→ What is asked
Convert the part of the records that opens with the line containing "Crossing-audit request: pin the ceiling" and runs through the end of the records into a numbered list, leaving out any blank lines. Include only those lines.

→ Excerpts of pointing data
BEGIN

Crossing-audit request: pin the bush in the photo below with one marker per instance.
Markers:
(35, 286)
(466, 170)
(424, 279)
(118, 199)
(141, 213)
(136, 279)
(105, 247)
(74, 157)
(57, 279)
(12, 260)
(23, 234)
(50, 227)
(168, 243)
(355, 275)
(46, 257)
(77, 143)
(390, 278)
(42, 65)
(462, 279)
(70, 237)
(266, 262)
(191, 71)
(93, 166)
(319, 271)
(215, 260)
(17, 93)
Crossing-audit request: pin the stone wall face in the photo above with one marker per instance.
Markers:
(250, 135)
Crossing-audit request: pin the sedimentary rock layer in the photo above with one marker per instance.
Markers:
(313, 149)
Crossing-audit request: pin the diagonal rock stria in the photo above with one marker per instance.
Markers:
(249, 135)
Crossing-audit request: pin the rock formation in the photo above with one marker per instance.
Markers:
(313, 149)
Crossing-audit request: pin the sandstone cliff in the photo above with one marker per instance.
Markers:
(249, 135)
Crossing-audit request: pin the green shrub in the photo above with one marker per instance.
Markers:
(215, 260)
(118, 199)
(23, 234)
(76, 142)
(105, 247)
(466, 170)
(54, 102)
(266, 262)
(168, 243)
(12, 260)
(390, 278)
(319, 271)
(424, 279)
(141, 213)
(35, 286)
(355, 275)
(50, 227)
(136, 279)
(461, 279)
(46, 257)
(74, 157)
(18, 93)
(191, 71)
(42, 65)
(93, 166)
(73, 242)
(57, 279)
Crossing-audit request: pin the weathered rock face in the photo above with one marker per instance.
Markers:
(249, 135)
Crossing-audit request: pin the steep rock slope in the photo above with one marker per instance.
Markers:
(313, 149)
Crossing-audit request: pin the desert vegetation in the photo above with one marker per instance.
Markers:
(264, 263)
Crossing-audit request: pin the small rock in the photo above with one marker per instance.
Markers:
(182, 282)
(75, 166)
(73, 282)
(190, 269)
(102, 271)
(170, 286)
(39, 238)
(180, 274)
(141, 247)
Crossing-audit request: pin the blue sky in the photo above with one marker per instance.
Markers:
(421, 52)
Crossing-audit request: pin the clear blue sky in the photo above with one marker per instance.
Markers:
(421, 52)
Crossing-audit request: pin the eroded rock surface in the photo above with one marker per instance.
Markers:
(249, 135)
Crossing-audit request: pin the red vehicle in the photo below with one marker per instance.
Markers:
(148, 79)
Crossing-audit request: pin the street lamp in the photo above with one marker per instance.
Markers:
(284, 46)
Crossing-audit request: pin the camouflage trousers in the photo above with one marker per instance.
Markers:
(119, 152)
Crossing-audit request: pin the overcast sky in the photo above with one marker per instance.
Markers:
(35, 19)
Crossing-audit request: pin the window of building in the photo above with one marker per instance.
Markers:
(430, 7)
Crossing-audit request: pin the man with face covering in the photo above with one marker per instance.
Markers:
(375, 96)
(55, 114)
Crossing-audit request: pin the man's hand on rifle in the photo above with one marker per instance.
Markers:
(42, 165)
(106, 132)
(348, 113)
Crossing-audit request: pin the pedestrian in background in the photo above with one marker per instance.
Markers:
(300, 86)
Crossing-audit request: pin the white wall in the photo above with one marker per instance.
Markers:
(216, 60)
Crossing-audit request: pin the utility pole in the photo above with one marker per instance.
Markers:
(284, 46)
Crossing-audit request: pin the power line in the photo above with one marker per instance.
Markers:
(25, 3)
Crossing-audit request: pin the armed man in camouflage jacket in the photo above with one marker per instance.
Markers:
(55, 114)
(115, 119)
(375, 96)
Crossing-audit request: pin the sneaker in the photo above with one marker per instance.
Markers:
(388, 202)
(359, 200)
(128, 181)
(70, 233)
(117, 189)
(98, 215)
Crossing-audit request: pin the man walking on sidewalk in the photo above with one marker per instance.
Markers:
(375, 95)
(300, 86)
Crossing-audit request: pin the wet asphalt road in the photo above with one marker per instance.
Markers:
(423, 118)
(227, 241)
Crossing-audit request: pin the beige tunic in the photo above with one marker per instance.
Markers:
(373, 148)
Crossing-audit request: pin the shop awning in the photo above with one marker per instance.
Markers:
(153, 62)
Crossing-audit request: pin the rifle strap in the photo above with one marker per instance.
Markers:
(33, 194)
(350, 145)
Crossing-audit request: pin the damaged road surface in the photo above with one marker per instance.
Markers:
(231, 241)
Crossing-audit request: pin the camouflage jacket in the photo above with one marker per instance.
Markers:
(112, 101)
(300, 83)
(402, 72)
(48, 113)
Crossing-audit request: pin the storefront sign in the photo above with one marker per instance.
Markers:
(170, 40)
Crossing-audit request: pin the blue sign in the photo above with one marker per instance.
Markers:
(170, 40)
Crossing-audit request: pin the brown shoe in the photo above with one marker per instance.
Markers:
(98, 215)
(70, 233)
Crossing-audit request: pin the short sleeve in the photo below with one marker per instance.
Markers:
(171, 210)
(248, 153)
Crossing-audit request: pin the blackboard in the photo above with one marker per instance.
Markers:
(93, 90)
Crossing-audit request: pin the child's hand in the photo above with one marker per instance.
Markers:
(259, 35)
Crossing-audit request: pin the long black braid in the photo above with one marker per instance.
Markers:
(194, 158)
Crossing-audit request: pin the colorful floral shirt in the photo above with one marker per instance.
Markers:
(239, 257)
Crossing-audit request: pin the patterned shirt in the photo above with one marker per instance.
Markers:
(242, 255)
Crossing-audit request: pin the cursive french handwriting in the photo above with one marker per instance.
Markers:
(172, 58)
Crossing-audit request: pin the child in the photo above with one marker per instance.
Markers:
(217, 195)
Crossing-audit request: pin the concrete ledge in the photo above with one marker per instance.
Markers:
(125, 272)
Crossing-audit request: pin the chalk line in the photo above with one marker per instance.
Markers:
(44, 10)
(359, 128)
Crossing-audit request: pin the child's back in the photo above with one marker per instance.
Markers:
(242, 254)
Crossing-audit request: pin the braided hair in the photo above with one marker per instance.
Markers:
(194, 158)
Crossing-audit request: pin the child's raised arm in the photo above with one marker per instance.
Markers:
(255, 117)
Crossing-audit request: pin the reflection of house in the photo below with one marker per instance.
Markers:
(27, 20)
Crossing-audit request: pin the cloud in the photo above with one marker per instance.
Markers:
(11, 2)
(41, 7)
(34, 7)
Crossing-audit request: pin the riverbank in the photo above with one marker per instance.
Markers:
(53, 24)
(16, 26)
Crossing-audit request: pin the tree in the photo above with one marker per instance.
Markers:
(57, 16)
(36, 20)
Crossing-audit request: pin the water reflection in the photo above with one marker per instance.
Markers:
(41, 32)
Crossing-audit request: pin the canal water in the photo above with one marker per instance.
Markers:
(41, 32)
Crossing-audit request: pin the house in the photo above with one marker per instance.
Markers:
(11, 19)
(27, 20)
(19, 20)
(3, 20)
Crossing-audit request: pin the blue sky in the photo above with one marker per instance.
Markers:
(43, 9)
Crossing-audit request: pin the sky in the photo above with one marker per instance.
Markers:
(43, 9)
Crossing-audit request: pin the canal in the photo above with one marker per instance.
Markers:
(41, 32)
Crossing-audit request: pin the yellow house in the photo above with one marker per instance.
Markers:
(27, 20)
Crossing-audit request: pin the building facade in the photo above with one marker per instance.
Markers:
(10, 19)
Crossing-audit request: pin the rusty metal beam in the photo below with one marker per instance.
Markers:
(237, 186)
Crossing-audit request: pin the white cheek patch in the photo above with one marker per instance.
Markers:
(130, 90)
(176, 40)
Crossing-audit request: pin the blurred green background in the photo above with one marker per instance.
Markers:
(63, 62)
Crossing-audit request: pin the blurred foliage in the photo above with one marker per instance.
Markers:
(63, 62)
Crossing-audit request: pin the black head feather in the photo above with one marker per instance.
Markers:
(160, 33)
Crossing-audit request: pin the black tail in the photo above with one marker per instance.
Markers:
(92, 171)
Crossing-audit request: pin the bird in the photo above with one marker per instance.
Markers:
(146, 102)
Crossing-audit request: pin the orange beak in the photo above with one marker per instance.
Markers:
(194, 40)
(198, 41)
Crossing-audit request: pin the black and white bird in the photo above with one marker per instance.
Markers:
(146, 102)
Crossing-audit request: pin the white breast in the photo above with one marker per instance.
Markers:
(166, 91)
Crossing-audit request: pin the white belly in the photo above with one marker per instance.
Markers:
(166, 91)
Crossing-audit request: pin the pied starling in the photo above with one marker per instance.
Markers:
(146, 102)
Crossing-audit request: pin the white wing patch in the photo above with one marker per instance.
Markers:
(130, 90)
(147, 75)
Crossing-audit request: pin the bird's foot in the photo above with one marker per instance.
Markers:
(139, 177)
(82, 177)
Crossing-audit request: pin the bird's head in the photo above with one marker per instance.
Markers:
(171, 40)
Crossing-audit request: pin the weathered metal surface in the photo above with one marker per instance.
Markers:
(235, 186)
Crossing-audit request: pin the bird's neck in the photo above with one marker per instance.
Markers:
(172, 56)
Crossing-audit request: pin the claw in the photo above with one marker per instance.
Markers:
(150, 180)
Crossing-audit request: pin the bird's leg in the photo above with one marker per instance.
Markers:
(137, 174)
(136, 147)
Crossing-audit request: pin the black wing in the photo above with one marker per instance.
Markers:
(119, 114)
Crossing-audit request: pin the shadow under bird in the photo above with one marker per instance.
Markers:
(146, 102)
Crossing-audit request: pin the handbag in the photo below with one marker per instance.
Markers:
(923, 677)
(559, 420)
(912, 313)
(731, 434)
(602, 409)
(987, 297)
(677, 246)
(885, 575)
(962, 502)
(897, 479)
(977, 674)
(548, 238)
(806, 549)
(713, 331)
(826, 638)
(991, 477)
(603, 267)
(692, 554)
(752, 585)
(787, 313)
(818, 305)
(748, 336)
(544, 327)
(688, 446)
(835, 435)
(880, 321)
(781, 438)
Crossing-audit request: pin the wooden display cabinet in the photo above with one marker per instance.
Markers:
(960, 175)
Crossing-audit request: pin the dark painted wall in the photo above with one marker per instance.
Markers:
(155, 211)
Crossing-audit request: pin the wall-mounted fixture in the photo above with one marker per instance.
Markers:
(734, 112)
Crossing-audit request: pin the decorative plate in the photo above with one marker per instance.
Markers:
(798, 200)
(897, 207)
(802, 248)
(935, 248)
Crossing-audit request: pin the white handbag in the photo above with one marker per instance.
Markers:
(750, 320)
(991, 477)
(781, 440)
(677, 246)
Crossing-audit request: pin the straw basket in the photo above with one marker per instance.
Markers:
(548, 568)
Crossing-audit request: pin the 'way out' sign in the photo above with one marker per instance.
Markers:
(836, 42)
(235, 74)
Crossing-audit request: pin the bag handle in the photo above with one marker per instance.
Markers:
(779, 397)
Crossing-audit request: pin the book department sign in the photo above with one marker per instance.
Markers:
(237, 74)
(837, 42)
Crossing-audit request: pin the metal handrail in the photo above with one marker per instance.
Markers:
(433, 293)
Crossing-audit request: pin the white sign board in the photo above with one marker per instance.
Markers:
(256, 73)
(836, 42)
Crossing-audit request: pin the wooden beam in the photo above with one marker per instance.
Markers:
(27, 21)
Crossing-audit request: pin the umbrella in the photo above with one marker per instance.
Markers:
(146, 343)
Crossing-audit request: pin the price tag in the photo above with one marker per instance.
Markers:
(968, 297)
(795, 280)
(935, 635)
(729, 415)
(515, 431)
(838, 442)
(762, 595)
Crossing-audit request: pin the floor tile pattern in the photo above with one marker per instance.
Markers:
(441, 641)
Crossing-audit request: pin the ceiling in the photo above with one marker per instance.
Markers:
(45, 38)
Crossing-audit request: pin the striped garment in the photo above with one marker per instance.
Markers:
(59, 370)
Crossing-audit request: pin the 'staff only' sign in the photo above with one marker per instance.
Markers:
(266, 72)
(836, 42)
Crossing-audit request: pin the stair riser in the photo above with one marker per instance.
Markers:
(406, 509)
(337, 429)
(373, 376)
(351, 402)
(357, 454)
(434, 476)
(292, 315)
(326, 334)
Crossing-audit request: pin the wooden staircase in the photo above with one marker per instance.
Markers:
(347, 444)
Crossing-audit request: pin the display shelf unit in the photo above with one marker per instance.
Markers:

END

→ Task solution
1. Crossing-audit request: pin the ceiling in the photo above with one marker per instance.
2. Markers:
3. (45, 38)
4. Crossing-audit request: pin the striped garment in the photo above with one marker per instance.
5. Markers:
6. (59, 370)
7. Crossing-audit request: pin the 'staff only' sign in the photo above with one marker per instance.
8. Markers:
9. (266, 72)
10. (836, 42)
11. Crossing-audit request: pin the stair riser in the photo above with one marker per instance.
12. Markers:
13. (406, 509)
14. (337, 429)
15. (373, 376)
16. (351, 402)
17. (357, 454)
18. (434, 476)
19. (292, 315)
20. (326, 334)
21. Crossing-audit request: pin the wooden staircase in the photo above with one marker per instance.
22. Markers:
23. (347, 444)
24. Crossing-audit request: pin the display shelf unit in the photo above with one marker per instance.
25. Markers:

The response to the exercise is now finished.